▶ [The records]
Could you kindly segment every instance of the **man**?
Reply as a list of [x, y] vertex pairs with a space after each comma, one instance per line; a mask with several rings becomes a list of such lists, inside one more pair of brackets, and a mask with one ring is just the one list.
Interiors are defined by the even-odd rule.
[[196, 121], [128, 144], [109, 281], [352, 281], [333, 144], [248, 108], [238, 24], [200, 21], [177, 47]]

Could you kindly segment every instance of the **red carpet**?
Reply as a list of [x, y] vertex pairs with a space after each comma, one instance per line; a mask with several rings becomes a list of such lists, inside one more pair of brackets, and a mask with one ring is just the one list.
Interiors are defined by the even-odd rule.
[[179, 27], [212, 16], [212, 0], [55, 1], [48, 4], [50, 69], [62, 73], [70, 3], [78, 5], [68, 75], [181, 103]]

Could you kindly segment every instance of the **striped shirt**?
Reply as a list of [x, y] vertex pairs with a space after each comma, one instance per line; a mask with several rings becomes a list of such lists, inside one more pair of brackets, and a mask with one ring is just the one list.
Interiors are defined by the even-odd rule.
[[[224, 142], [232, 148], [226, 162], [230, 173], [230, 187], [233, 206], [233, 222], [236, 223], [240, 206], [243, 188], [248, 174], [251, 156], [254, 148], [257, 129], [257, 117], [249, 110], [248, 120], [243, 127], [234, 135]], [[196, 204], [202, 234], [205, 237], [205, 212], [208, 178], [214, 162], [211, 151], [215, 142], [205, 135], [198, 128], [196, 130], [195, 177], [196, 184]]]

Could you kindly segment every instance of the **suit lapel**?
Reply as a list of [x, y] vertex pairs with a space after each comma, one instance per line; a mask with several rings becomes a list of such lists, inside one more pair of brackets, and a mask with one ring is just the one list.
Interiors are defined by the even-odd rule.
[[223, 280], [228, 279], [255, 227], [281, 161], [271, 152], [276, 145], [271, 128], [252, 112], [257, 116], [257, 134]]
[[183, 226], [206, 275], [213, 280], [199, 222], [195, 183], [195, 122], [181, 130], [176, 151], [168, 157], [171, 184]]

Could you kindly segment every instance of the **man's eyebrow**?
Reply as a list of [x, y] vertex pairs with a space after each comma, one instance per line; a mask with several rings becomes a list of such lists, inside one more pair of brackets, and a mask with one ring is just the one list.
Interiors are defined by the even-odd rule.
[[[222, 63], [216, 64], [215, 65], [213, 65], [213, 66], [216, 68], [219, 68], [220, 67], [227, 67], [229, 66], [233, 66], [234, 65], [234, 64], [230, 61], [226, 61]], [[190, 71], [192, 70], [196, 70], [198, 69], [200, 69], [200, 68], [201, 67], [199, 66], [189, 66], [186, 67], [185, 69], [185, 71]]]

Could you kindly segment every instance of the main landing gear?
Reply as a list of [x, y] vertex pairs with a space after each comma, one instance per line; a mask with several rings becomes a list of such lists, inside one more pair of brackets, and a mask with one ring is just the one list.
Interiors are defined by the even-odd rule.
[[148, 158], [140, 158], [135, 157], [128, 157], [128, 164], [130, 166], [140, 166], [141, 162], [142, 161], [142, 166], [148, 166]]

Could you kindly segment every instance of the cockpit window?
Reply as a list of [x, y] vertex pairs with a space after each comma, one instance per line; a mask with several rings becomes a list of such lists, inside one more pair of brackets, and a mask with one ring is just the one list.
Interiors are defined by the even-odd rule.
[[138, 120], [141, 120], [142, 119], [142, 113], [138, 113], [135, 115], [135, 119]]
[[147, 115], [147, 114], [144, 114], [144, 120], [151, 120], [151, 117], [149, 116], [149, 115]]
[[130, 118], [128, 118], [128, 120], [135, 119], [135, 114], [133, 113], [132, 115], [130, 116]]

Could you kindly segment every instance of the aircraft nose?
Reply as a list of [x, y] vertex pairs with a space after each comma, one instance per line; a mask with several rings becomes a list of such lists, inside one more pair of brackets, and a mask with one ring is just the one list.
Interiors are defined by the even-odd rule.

▶ [Problem requirements] Please quote word for word the part of the entries that begins with the line containing "Could you kindly segment every instance of the main" and ends with the line containing "115], [130, 116]]", including both of those lines.

▶ [Solution to the exercise]
Could you kindly segment every instance of the main landing gear?
Reply as a list of [x, y] vertex pairs with a space after each comma, one instance per line; a mask with several rings becomes a list of such lists, inside one more pair of brackets, and a mask with one ring is just the one list.
Interiors are defined by the even-odd rule.
[[148, 158], [140, 158], [135, 157], [128, 157], [128, 164], [130, 166], [140, 166], [141, 162], [142, 161], [142, 166], [148, 166]]

Could you kindly segment every instance of the cockpit window?
Reply as a list of [x, y] vertex pairs with a space after each comma, one instance per line; a mask with several rings becomes a list of such lists, inside one more pair of brackets, and a mask with one ring is just the one list.
Interiors are defined by the even-odd rule.
[[138, 120], [141, 120], [142, 119], [142, 113], [138, 113], [135, 115], [135, 119]]
[[147, 115], [147, 114], [144, 114], [144, 120], [151, 120], [151, 117], [149, 116], [149, 115]]
[[130, 118], [128, 118], [128, 120], [135, 119], [135, 114], [133, 113], [132, 115], [130, 116]]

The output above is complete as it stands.